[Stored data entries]
========

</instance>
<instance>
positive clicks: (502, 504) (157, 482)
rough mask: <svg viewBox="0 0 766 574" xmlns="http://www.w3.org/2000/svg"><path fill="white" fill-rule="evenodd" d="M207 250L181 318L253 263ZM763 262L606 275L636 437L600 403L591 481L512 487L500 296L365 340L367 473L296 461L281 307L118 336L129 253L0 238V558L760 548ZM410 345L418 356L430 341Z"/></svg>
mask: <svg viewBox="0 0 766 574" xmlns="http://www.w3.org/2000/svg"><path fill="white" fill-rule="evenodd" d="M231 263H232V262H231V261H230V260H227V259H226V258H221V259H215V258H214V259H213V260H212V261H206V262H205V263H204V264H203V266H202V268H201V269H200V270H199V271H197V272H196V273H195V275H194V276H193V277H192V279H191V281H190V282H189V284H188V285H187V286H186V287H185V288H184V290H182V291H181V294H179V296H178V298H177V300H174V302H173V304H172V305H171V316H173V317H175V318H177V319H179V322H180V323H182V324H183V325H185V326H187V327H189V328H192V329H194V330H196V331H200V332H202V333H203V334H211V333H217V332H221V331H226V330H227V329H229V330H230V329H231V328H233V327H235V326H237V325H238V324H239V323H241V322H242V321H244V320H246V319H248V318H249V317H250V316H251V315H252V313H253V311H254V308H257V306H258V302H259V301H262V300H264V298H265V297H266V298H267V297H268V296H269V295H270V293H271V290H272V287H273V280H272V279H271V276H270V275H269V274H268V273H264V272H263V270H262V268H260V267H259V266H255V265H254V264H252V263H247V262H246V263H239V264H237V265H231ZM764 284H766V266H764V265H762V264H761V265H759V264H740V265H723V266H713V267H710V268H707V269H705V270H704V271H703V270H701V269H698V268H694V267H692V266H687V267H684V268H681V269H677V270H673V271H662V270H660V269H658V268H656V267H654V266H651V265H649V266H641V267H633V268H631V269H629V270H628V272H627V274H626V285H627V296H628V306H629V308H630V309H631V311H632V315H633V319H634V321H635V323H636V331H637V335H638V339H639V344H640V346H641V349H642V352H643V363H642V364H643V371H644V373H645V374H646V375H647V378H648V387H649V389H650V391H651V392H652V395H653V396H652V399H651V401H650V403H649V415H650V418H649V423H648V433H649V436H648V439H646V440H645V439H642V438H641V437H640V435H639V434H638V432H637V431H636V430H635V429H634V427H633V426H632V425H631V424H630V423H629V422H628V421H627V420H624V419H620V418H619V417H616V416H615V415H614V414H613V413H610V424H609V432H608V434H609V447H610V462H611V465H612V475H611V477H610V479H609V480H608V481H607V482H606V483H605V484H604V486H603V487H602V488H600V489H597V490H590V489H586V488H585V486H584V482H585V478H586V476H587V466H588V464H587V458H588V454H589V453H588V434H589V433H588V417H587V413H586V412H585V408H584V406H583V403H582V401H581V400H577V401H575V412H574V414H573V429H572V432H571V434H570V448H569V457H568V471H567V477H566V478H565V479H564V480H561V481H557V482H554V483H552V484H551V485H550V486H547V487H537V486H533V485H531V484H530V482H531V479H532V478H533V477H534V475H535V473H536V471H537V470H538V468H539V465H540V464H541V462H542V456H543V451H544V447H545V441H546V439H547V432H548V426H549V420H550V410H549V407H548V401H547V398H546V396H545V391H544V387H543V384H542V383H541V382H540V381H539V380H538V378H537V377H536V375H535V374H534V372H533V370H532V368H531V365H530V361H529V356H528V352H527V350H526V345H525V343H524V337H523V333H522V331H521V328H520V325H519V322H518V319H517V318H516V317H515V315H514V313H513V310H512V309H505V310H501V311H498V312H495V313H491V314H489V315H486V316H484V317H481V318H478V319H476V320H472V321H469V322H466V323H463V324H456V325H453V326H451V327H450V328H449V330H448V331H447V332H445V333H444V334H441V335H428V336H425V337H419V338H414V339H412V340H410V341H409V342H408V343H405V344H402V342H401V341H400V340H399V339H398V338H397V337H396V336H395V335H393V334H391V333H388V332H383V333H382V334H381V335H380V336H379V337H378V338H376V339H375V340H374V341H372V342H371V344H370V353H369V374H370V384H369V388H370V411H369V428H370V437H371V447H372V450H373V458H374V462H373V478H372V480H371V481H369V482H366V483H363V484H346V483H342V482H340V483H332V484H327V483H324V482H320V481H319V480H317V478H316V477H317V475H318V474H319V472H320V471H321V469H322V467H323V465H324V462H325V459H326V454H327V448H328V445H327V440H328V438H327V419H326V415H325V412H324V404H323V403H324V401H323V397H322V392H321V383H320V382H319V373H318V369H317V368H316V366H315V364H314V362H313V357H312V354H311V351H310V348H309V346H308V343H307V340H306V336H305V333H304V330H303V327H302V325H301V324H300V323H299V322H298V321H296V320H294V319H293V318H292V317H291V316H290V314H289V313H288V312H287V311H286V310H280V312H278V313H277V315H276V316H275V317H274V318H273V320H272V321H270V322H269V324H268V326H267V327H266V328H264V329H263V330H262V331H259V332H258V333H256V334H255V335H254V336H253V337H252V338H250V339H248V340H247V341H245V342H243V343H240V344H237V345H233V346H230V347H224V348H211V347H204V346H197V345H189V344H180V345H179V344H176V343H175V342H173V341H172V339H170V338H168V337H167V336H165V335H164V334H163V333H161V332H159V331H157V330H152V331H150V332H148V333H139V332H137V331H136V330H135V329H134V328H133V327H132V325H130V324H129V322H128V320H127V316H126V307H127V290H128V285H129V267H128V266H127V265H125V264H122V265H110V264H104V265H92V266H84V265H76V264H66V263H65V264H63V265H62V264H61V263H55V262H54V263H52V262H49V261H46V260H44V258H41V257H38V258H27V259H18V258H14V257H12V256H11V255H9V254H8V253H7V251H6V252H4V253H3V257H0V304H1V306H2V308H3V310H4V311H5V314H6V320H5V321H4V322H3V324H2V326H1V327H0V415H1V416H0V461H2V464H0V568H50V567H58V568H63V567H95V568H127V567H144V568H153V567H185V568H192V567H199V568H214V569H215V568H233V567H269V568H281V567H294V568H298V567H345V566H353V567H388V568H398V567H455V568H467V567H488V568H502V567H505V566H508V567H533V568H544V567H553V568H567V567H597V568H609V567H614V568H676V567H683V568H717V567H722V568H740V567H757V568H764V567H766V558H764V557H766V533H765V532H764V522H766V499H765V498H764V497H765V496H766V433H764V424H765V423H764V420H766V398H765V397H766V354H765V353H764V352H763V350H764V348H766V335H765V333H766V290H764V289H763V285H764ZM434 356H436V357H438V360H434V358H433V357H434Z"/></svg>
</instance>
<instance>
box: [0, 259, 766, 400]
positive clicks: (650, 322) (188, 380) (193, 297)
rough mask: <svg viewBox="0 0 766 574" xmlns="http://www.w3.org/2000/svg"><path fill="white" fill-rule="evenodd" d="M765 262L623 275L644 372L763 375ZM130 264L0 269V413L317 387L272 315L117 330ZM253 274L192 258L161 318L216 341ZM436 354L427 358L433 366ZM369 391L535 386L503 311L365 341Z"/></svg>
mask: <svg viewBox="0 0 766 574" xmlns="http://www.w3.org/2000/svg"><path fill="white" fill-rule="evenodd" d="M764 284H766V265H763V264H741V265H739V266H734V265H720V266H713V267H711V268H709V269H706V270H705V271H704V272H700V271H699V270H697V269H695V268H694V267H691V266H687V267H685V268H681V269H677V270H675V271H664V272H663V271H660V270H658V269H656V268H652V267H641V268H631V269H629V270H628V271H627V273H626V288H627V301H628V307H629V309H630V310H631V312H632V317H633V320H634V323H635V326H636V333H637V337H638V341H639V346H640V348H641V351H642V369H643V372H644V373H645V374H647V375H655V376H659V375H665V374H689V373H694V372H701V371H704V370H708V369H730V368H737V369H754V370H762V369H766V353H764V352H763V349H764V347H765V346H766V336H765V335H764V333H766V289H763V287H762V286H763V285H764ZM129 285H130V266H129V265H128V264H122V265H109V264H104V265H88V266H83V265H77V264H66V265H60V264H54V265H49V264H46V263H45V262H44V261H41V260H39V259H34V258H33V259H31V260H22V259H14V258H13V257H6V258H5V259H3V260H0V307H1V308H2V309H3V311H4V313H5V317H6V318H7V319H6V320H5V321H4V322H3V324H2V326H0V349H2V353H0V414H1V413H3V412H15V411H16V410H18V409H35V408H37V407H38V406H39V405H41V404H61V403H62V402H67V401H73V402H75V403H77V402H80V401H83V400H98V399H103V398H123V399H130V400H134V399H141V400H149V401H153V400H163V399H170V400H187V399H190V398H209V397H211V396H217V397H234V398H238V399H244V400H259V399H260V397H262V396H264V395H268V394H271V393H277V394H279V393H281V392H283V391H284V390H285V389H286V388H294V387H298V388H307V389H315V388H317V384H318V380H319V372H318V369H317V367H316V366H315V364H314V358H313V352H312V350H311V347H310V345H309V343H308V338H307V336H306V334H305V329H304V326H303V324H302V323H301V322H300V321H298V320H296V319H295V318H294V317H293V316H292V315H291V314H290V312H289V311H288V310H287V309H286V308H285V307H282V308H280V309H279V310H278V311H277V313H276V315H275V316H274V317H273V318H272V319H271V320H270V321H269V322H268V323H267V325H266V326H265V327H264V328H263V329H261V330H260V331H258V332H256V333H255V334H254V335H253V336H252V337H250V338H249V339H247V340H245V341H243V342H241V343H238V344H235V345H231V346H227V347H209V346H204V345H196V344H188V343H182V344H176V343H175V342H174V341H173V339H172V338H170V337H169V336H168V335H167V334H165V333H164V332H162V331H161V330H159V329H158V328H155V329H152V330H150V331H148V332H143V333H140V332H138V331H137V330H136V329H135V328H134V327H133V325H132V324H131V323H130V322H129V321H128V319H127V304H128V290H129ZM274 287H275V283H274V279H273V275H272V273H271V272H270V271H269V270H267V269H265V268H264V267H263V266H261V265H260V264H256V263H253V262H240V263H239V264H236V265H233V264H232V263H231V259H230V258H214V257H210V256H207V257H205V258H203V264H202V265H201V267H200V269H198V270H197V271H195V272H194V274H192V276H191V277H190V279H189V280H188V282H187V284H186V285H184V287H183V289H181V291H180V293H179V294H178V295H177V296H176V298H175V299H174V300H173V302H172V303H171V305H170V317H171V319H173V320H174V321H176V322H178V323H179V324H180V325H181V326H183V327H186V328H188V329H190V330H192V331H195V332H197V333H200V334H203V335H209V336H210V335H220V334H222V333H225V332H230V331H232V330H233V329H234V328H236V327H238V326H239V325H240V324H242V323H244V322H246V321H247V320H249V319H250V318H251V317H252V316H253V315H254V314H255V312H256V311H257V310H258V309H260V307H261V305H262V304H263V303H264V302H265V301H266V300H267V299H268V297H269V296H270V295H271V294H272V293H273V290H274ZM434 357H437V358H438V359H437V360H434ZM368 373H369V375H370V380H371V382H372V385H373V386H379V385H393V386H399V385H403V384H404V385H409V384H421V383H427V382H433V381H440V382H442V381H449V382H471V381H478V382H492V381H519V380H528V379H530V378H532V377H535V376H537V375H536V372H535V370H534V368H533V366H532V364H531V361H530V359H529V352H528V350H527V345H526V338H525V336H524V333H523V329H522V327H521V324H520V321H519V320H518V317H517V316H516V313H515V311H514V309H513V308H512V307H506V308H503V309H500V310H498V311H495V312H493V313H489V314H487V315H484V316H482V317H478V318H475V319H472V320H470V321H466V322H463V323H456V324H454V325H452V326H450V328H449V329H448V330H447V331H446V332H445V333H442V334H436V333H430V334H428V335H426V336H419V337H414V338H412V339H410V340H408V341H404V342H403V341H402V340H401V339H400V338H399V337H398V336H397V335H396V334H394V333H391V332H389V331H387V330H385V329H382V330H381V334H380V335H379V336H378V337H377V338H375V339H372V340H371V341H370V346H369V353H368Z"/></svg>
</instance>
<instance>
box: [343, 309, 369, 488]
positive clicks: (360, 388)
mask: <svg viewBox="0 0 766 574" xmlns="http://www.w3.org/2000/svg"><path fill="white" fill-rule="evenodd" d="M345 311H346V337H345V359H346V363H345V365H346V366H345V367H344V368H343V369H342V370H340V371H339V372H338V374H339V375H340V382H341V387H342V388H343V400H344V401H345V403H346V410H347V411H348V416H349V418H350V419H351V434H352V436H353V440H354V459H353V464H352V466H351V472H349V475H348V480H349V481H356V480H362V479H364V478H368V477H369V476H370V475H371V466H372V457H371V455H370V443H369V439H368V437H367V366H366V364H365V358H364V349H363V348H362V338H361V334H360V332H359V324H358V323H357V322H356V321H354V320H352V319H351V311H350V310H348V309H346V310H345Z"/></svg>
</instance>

========

### [Directions for this task]
Reproduce the items verbatim from their first line through the line containing "250L181 318L253 263ZM763", including both of those lines.

### [Result of the task]
</instance>
<instance>
positive clicks: (502, 504) (157, 482)
rough mask: <svg viewBox="0 0 766 574" xmlns="http://www.w3.org/2000/svg"><path fill="white" fill-rule="evenodd" d="M207 250L181 318L253 263ZM763 262L606 275L636 437L600 403L591 481L512 487L500 296L365 340L367 473L296 461L281 307L118 336L129 253L0 238V558L760 548ZM410 345L418 356L430 341Z"/></svg>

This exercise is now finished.